> **DATASET EXTRACT**:
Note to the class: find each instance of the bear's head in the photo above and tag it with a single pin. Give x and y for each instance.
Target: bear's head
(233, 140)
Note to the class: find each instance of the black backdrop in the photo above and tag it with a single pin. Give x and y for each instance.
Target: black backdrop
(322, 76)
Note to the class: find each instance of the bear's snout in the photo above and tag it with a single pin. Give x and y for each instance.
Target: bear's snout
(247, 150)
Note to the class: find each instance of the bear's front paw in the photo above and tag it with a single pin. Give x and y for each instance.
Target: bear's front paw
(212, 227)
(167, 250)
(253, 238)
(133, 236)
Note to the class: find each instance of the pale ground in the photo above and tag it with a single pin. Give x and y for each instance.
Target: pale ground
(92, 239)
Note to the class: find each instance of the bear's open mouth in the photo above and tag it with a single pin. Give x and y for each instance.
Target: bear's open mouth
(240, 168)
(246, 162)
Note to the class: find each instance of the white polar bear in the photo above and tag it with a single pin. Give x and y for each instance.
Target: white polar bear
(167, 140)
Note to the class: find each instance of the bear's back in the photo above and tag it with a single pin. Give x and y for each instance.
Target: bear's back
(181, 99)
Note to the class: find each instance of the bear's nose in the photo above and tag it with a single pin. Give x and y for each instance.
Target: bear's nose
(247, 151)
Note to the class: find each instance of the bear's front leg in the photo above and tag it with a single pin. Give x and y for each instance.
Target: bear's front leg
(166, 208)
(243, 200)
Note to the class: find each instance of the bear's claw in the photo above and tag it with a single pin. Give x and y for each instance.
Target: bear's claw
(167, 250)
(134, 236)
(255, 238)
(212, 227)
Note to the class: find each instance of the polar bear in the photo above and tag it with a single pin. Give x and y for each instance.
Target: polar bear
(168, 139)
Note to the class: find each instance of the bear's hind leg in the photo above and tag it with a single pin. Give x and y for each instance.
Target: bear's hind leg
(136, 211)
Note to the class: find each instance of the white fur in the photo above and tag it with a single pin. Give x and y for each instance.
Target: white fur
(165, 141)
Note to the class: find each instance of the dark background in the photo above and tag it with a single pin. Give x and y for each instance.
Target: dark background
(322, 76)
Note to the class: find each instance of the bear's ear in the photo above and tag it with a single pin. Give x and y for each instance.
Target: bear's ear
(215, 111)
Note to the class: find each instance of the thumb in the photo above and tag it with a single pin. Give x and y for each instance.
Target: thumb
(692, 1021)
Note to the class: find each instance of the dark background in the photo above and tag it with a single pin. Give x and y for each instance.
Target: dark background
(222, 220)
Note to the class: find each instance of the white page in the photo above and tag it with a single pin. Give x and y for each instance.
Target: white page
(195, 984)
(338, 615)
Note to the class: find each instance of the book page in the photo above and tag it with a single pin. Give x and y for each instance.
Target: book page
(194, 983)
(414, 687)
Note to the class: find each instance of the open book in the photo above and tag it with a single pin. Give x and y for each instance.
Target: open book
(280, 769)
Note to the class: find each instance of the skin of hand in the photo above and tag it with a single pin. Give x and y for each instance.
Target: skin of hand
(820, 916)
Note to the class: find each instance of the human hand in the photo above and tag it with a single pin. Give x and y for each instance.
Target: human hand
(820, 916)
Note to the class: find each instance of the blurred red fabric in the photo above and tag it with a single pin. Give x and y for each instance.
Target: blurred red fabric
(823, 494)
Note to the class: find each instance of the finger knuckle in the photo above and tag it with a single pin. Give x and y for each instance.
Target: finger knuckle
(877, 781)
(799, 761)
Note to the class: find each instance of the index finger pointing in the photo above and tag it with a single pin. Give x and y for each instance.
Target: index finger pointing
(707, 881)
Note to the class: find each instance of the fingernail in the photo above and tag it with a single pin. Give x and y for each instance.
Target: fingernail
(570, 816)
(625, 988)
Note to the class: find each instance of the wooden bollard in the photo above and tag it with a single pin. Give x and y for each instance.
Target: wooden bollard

> **WHAT YOU WILL DO**: From the line containing "Note to the class: find each instance of the bear's ear" down to the final line of the data, write out every line exactly; both the first and last of these belong in your answer, and nothing else does.

> **REPLY**:
Note to the class: find each instance of the bear's ear in the photo above and tag it with a single pin. Give x and y for each instance.
Target: bear's ear
(215, 111)
Note to the class: find each instance of the thumb in the photo above and tag it with a single pin. Give x and y for each instance.
Target: thumb
(692, 1021)
Note to the class: find each instance of the dark background in the photo above and tag it with a single pin. Give x and y for each instance.
Target: dark background
(222, 220)
Note to the class: find each instance of the white page in the photo above and tag it with a single pin. Give x and y for each instance.
Target: white page
(195, 984)
(338, 615)
Note to the class: find each instance of the book page in the photo above and tag it with a single pin. Give x and y for each instance.
Target: book page
(194, 983)
(414, 687)
Note to the class: find each instance of the open book in the photo above and tag it with a single pin. Give x and y for each instance.
Target: open book
(280, 769)
Note to the class: find each instance of the skin of hand in the photo above and tag it with a single pin. Give x and y for each instance.
Target: skin of hand
(820, 916)
Note to the class: find each instance of the human hand in the photo above and tag it with a single pin. Give x and y for each instance.
Target: human hand
(820, 916)
Note to the class: find each instance of the blurred red fabric in the photo above and tag it with a single pin. Give x and y for each instance.
Target: blurred red fabric
(823, 494)
Note to the class: find each instance of the finger knuckle in the photo above and tag it with a single pin. Give x and y for each instance.
Target: finger knuckle
(877, 781)
(799, 761)
Note to the class: find each instance of the index finger pointing in the photo above and tag it with a single pin. Give x and y for each instance.
Target: index finger pointing
(707, 881)
Note to the class: find each instance of the fingernail in the photo above and tag it with a single pin. Give x and y for each instance.
Target: fingernail
(570, 816)
(625, 988)
Note to the class: find each instance of the wooden bollard in the photo above and tag it with a single pin. Give x and y for each instance.
Target: wooden bollard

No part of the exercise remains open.